━━━ DATA SHOWN
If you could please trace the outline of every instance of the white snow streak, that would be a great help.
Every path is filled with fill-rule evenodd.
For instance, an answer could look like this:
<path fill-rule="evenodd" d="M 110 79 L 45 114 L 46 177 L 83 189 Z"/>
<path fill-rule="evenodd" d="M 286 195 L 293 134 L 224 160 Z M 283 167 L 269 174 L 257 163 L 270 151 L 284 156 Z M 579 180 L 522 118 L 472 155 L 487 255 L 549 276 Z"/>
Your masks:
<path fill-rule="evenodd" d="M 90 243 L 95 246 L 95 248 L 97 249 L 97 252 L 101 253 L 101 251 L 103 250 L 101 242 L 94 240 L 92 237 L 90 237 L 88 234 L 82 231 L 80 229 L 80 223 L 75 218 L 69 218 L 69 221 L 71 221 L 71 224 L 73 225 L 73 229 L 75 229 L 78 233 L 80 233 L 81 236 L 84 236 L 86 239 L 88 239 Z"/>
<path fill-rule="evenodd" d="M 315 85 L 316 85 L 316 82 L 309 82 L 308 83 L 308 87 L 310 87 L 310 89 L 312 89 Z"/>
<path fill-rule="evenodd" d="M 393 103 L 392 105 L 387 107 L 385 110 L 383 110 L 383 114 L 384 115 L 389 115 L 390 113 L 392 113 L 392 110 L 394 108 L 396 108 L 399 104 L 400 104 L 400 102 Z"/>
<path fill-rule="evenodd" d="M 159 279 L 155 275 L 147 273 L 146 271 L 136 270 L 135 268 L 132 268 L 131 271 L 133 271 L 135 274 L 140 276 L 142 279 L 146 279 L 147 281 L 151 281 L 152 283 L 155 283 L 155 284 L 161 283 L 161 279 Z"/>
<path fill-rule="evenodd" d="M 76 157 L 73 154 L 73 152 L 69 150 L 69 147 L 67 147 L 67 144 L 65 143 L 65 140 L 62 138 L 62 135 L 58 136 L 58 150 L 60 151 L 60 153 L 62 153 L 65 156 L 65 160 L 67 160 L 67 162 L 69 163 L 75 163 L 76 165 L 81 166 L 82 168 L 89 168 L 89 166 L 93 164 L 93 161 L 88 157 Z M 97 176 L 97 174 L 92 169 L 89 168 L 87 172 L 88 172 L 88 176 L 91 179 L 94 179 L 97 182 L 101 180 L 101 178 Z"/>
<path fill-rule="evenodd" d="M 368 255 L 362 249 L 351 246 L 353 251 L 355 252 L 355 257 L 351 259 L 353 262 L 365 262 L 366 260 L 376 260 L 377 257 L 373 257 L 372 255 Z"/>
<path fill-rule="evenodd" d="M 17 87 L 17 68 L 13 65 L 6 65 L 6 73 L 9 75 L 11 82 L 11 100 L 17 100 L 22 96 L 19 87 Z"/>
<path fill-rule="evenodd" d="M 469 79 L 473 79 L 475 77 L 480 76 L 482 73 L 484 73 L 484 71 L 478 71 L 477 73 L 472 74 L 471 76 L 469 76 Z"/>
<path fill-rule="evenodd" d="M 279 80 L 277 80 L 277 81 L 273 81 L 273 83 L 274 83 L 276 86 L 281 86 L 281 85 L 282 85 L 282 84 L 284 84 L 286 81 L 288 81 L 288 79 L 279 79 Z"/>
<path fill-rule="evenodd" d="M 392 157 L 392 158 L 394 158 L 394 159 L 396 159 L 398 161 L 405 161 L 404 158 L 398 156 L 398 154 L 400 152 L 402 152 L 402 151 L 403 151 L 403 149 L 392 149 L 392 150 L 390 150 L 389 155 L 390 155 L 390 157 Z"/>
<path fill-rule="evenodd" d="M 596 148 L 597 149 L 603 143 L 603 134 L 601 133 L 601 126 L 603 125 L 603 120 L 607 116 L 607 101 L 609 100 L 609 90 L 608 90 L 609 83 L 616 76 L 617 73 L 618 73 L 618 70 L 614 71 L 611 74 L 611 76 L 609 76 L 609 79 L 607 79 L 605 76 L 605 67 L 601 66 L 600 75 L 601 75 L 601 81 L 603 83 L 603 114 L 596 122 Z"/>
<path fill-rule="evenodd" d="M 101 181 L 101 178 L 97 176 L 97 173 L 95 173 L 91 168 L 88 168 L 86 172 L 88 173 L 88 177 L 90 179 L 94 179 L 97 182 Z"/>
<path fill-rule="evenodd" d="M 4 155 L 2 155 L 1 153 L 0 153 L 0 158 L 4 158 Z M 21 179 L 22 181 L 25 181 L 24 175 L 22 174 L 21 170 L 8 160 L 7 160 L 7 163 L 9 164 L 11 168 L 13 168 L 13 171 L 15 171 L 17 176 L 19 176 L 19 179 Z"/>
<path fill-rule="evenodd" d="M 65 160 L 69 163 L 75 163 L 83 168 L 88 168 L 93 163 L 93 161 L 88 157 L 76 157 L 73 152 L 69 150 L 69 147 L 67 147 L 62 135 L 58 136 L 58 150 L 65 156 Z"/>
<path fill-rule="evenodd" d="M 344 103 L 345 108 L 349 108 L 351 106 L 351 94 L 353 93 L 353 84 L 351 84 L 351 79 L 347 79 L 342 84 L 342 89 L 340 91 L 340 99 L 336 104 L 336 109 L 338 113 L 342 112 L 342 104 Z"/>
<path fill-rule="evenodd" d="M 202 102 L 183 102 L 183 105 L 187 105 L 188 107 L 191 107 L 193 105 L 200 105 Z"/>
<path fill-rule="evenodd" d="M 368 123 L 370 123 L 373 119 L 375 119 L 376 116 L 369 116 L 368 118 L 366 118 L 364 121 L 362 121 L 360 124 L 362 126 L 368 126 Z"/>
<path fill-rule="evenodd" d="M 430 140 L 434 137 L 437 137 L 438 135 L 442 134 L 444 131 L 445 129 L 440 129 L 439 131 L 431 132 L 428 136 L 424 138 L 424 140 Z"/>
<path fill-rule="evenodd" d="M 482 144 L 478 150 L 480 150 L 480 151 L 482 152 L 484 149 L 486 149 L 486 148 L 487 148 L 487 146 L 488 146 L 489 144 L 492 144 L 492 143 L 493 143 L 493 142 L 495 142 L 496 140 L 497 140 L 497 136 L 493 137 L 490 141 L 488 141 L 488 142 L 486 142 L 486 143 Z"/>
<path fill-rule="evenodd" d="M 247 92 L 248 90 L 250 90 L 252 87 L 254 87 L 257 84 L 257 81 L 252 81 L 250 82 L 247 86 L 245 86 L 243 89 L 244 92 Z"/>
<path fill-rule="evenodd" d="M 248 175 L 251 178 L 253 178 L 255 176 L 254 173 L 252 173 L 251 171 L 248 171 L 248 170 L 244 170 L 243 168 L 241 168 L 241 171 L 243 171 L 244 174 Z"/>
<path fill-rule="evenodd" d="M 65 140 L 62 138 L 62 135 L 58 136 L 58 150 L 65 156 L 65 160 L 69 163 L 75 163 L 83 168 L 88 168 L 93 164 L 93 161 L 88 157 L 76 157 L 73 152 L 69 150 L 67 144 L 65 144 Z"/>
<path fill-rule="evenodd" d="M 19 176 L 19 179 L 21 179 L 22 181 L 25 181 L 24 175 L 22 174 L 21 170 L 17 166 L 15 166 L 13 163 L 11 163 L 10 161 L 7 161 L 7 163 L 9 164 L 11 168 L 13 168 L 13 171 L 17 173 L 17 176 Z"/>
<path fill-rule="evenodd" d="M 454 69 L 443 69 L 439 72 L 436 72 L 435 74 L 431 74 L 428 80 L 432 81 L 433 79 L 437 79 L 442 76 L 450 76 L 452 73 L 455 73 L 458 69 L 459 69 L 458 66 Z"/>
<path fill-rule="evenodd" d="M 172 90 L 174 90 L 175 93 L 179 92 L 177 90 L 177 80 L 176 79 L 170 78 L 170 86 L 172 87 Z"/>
━━━━━━
━━━ DATA SHOWN
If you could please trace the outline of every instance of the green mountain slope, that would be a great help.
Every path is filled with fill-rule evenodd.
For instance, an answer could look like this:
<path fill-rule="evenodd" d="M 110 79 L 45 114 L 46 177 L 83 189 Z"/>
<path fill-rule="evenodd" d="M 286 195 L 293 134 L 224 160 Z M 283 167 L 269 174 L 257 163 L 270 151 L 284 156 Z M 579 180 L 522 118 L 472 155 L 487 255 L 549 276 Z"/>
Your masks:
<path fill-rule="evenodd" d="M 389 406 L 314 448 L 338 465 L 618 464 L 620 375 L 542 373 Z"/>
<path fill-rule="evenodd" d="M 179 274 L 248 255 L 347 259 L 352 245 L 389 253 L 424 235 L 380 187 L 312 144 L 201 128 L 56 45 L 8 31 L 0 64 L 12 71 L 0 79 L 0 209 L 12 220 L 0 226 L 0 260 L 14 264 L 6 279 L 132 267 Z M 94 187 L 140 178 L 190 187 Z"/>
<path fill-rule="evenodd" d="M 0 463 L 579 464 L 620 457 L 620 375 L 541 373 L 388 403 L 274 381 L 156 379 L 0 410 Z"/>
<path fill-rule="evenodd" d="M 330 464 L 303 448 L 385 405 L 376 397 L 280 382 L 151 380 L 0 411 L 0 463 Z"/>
━━━━━━
━━━ DATA SHOWN
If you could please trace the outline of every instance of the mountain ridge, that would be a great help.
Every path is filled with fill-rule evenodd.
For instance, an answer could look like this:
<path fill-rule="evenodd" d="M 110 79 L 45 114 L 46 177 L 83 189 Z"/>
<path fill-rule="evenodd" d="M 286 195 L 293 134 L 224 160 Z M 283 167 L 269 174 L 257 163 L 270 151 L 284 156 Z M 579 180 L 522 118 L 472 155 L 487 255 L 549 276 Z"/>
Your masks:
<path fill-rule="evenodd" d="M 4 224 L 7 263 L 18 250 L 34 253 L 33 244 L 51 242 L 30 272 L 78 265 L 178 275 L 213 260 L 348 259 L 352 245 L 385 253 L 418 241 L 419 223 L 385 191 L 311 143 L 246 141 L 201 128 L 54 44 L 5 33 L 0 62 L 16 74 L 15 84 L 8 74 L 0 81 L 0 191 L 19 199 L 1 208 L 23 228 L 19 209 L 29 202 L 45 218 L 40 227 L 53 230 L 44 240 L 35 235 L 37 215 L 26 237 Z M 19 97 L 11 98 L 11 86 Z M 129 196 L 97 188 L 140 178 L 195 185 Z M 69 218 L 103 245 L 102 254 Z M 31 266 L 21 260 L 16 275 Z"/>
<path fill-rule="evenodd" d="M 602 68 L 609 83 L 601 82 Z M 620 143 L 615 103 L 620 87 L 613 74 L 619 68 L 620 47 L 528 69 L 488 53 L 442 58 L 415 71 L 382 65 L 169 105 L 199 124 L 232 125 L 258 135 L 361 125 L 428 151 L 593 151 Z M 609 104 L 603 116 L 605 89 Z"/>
━━━━━━
WHAT TO WORK ON: Report how many lines in the listing above hold the string "mountain", giving the number and no other words.

RESPONSE FOR THIS EXERCISE: 2